Aim >> Swap "tree trunk" for "tree stump" in the part of the records that opens with the line containing "the brick chimney." and runs through the end of the records, and give that part again with everything else unchanged. Leave the pictures out of your answer.

%%

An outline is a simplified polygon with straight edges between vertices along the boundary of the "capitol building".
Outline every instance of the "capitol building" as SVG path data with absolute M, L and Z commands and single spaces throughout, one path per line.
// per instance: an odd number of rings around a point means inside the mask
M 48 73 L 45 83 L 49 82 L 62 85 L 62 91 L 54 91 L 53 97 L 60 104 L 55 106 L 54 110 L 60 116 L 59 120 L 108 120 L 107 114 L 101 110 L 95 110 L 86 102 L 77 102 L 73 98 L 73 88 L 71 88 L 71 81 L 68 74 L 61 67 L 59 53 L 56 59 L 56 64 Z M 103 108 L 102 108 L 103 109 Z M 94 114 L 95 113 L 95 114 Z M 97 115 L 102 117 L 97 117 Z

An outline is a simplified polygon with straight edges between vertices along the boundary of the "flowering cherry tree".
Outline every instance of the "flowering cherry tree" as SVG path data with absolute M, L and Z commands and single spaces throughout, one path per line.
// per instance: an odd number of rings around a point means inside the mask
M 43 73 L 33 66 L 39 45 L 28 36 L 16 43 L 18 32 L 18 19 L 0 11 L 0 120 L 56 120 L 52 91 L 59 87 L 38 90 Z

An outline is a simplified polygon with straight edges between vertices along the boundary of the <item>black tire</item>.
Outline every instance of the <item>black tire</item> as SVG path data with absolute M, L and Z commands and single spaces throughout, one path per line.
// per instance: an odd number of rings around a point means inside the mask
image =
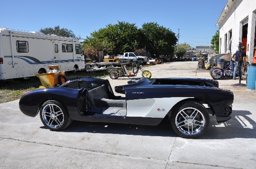
M 65 107 L 55 100 L 45 102 L 41 106 L 39 112 L 44 125 L 52 131 L 63 130 L 73 121 Z
M 144 71 L 144 72 L 142 72 L 142 77 L 150 79 L 151 78 L 151 74 L 150 71 Z
M 211 76 L 212 79 L 215 80 L 220 79 L 220 78 L 222 77 L 223 73 L 221 69 L 219 68 L 213 69 L 210 72 Z
M 118 73 L 119 72 L 118 70 L 112 70 L 110 73 L 110 77 L 112 79 L 116 79 L 118 78 Z
M 93 64 L 93 65 L 92 65 L 92 67 L 98 67 L 98 64 L 97 64 L 95 63 L 95 64 Z
M 38 72 L 37 72 L 37 74 L 40 74 L 41 73 L 46 73 L 45 70 L 43 68 L 41 68 L 39 69 L 39 70 L 38 71 Z
M 90 68 L 90 67 L 91 67 L 91 65 L 90 65 L 89 64 L 85 64 L 85 69 L 89 69 L 89 68 Z
M 59 77 L 58 77 L 58 80 L 59 81 L 59 84 L 61 85 L 67 81 L 67 77 L 63 75 L 60 75 Z
M 132 72 L 134 74 L 136 74 L 138 71 L 139 69 L 139 66 L 136 64 L 135 62 L 134 62 L 132 63 Z
M 171 127 L 183 138 L 193 138 L 203 135 L 210 124 L 205 108 L 194 101 L 183 102 L 176 107 L 171 117 Z
M 211 67 L 212 66 L 212 64 L 211 63 L 209 63 L 207 66 L 205 68 L 205 69 L 206 70 L 210 70 L 211 69 Z

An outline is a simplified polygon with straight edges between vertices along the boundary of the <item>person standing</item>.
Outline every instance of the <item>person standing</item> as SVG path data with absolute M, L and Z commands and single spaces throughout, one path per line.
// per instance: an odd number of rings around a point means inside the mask
M 244 51 L 242 51 L 242 60 L 243 60 L 243 63 L 242 65 L 241 65 L 241 73 L 242 73 L 242 70 L 243 70 L 243 65 L 245 65 L 245 53 Z M 233 80 L 236 80 L 236 72 L 238 70 L 238 62 L 239 61 L 239 55 L 238 51 L 237 51 L 235 54 L 235 56 L 234 56 L 234 60 L 235 62 L 236 65 L 235 67 L 234 68 L 234 72 L 233 73 Z

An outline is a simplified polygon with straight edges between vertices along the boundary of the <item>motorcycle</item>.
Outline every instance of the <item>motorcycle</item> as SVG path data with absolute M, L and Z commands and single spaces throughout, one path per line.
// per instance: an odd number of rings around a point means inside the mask
M 235 63 L 229 64 L 225 69 L 218 67 L 213 67 L 210 75 L 214 79 L 218 80 L 224 77 L 233 77 Z

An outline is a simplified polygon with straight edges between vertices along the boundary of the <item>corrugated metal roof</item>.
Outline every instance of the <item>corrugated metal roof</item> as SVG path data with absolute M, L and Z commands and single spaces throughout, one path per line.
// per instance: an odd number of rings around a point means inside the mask
M 229 12 L 232 8 L 232 7 L 234 7 L 235 8 L 235 10 L 236 10 L 236 7 L 234 6 L 234 5 L 236 2 L 237 0 L 228 0 L 228 2 L 227 2 L 227 4 L 223 8 L 222 10 L 222 12 L 219 18 L 219 20 L 218 20 L 218 21 L 216 24 L 215 26 L 219 26 L 220 25 L 222 24 L 222 22 L 226 18 L 226 17 L 228 15 L 228 14 L 229 13 Z

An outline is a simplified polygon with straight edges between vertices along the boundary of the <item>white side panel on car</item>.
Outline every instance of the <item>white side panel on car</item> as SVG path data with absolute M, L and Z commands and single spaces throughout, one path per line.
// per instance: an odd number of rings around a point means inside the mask
M 129 100 L 126 117 L 163 118 L 177 102 L 188 98 L 175 97 Z

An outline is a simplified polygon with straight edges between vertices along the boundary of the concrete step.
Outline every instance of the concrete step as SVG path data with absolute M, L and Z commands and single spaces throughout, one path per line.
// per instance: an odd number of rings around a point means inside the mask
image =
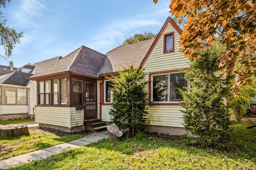
M 106 123 L 102 122 L 90 124 L 90 125 L 92 126 L 94 128 L 94 127 L 99 127 L 100 126 L 105 126 L 105 125 Z
M 84 120 L 84 121 L 88 124 L 94 123 L 101 122 L 102 119 L 89 119 Z
M 94 127 L 94 129 L 96 130 L 96 132 L 105 131 L 107 129 L 107 125 L 99 126 L 98 127 Z

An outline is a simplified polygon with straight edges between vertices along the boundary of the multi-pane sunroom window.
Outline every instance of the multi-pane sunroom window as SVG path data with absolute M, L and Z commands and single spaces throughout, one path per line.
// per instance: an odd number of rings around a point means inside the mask
M 68 104 L 68 78 L 60 79 L 60 104 Z
M 73 80 L 74 104 L 75 105 L 82 104 L 82 80 Z
M 39 105 L 68 104 L 67 78 L 38 82 L 38 88 Z
M 153 98 L 155 102 L 179 102 L 183 100 L 178 89 L 186 90 L 188 81 L 184 74 L 175 73 L 153 76 Z
M 105 102 L 110 102 L 113 100 L 113 94 L 116 88 L 113 86 L 110 81 L 105 83 Z
M 59 96 L 60 96 L 60 80 L 54 79 L 52 80 L 52 104 L 59 104 Z

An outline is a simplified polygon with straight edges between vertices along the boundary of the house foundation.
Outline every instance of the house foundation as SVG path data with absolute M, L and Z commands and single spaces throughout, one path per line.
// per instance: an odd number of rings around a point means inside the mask
M 157 132 L 160 133 L 178 135 L 181 135 L 187 133 L 185 128 L 183 127 L 156 126 L 154 125 L 148 125 L 148 129 L 146 130 L 150 132 Z
M 76 132 L 79 131 L 82 131 L 85 129 L 85 127 L 84 125 L 75 126 L 74 127 L 68 127 L 64 126 L 58 126 L 57 125 L 49 125 L 44 123 L 38 123 L 39 127 L 48 127 L 50 128 L 55 129 L 63 131 L 67 131 L 68 132 Z

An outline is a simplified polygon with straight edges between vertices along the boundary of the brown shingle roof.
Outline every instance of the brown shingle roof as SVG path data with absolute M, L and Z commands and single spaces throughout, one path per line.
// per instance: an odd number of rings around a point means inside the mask
M 40 61 L 40 62 L 36 63 L 32 65 L 32 66 L 34 66 L 35 68 L 31 73 L 33 74 L 36 74 L 41 70 L 50 66 L 60 59 L 62 59 L 62 57 L 61 56 L 58 56 L 48 60 Z
M 134 66 L 140 66 L 155 39 L 128 45 L 120 46 L 107 53 L 106 58 L 99 72 L 100 74 L 116 72 L 119 68 L 126 67 L 133 62 Z
M 32 77 L 66 71 L 97 76 L 105 58 L 104 54 L 82 46 Z

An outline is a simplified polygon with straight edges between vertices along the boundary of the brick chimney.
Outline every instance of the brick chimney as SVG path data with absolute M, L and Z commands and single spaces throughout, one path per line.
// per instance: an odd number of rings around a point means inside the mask
M 9 63 L 9 67 L 10 67 L 10 70 L 13 71 L 13 62 L 12 61 L 10 61 Z

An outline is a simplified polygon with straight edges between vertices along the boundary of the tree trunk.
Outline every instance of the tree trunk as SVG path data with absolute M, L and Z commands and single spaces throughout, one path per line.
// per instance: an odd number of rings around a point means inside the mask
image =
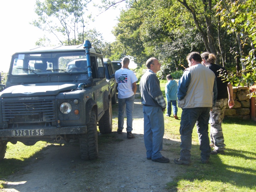
M 218 40 L 219 41 L 219 47 L 220 48 L 220 57 L 222 60 L 222 65 L 223 67 L 225 66 L 225 60 L 224 59 L 224 55 L 223 55 L 223 51 L 221 47 L 221 43 L 220 42 L 220 17 L 219 15 L 218 16 Z

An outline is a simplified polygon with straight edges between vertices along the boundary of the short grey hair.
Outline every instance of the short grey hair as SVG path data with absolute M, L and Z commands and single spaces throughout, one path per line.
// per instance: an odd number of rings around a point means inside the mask
M 148 69 L 150 68 L 150 66 L 151 64 L 153 64 L 154 62 L 154 60 L 155 59 L 156 59 L 155 57 L 151 57 L 146 62 L 146 66 L 148 68 Z
M 122 60 L 122 62 L 124 65 L 129 64 L 130 62 L 130 60 L 127 57 L 124 57 Z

%%

The output >>
An outline is a simplified polygon with straight edges between vertices along the boundary of the brick chimney.
Outline every instance of the brick chimney as SVG path data with absolute M, L and Z commands and single spaces throughout, one path per line.
// per instance: an odd number of rings around a point means inside the mask
M 9 63 L 9 67 L 10 67 L 10 70 L 13 71 L 13 62 L 12 61 L 10 61 Z

An outline is a simplified polygon with straight edges between vertices along the boundary of the tree stump.
Outline every instance of the tree stump as SVG path data with absolute M, L and Z commands and single spaces throughout, one path per line.
// per instance: an odd number of rings around a point means inside the mask
image =
M 218 40 L 219 41 L 219 47 L 220 48 L 220 57 L 222 60 L 222 65 L 223 67 L 225 66 L 225 60 L 224 59 L 224 55 L 223 55 L 223 51 L 221 47 L 221 43 L 220 42 L 220 17 L 219 15 L 218 16 Z

An outline is a simplified polygon with straight edges between vertices along the boundary of the short grey hair.
Outline every instance of the short grey hair as SVG path data with absolute M, L and Z commands and single spaces throughout, one path per line.
// per instance: an odd number of rings around a point means inside the mask
M 148 69 L 150 68 L 150 66 L 151 64 L 153 64 L 154 62 L 154 60 L 155 59 L 156 59 L 155 57 L 151 57 L 146 62 L 146 66 L 148 68 Z
M 122 60 L 122 62 L 124 65 L 129 64 L 130 62 L 130 60 L 127 57 L 124 57 Z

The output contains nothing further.